### What this exercise asks:
1: In the passage about the financial coach, in what year did Gnessen decide to become a coach?
2: Using the passage about the financial coach, explain why Gnessen turned down the partner role and chose not to go back to orthodox advice.
3: Continue the passage about the financial coach, starting after its last sentence.

### Source passage:
══════════
Financial coach Simonne Gnessen helps clients around the world with their attitudes to money, looking for those formative moments and connecting them to what might be holding people back.

She has discovered that even if an adult becomes wealthy it does not necessarily give them perspective and insight into their own financial behaviour.

Typically, clients reach out to Gnessen, a former financial adviser turned financial coach, because they are not attaining their goals despite successful careers.

“I unpack what is causing a client to act in a way that doesn’t best serve them,” says Gnessen. “Coaching is an area where education, mentoring and soft advice meet. It’s a fee-based service. I don’t sell products and there is no agenda.”

Why be a financial coach?

Gnessen decided to become a coach in 2000 after she took a year out to travel around Asia and Australia. Her trip made her realise how important fulfilling a lifetime goal was and she decided she wanted to enable others to do the same.

As she toured around Australasia, south-east Asia, China and India, she didn’t give a second thought to her old advisory job back in England. She had already turned down an offer to keep the job open.

On the last leg she checked into an internet cafe to see a tempting job offer in her inbox. It was a partner role in a new firm. Mulling the decision on a camel safari in Rajasthan, she decided not to go back to orthodox advice but to do something that digs deeper.

“Fundamentally, I wasn’t prepared to make big compromises. I felt I had evolved from that and I wanted to do something different,” she says of the decision.

Almost two decades later she runs her own coaching outfit, Wise Monkey Financial Coaching, which helps individuals and also trains advisers.

“There has always been a demand for coaching, people have always got themselves into a pickle, especially since the advent of credit cards, but I am noticing a change now.

“Since 2008, people haven’t been able to use their homes like giant cash machines, which has sharpened the need. Very often, people aren’t reaching their goals or they aren’t living the lives they dreamed of.”

Who can benefit from a financial coach?

Gnessen’s clients include successful professionals who are not effective savers, couples in a situation where one has inherited money and they disagree about lifestyle, and prospective divorcees too afraid to make the split permanent.
══════════
### Data:
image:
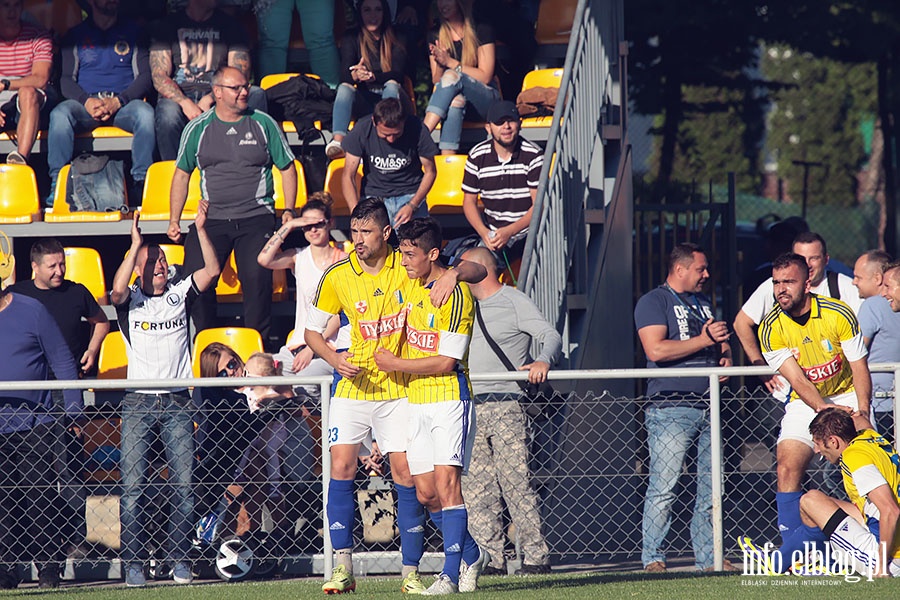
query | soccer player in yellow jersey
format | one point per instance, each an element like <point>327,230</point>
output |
<point>815,343</point>
<point>370,288</point>
<point>440,401</point>
<point>863,532</point>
══════════
### Results:
1: 2000

2: She was not prepared to make big compromises. She felt she had evolved beyond that kind of work and wanted to do something different that digs deeper.

3:
Sometimes after one partner dies the other might not have any experience of running the household finances while dealing with grief. Signs of trouble for an individual might include borrowing from parents or simply not looking at bank statements.

For international clients, Gnessen always takes the time to understand the local economy, school fees, the cost of home help and the exchange rate. She also recommends that clients use technology such as spending analysis apps to get a quick insight into their spending and to keep track of things before they get out of hand.

As well as working for fee-paying clients she carries out pro bono work, for which she finds there is also huge demand.

Why advisers should train to be a coach?

Gnessen is also inspired to spread her training to advisers who she hopes will incorporate coaching into their advice.

“This is a growth area of work,” says Gnessen. “Advisers are in a privileged position and I would encourage them to help clients be happy by listening more and asking more profound questions.

“If advisers don’t coach their clients it becomes very easy to collude with the reasons and excuses they give for the decisions they’re making. And those decisions mean they are not living the lives they most profoundly want to live.”

Coaching, she says, is also good business for advisers. It goes beyond helping clients achieve strong financial returns, forging much closer connections that make the job of an adviser “more nourishing” and she has complete conviction that “your clients will love you for it”.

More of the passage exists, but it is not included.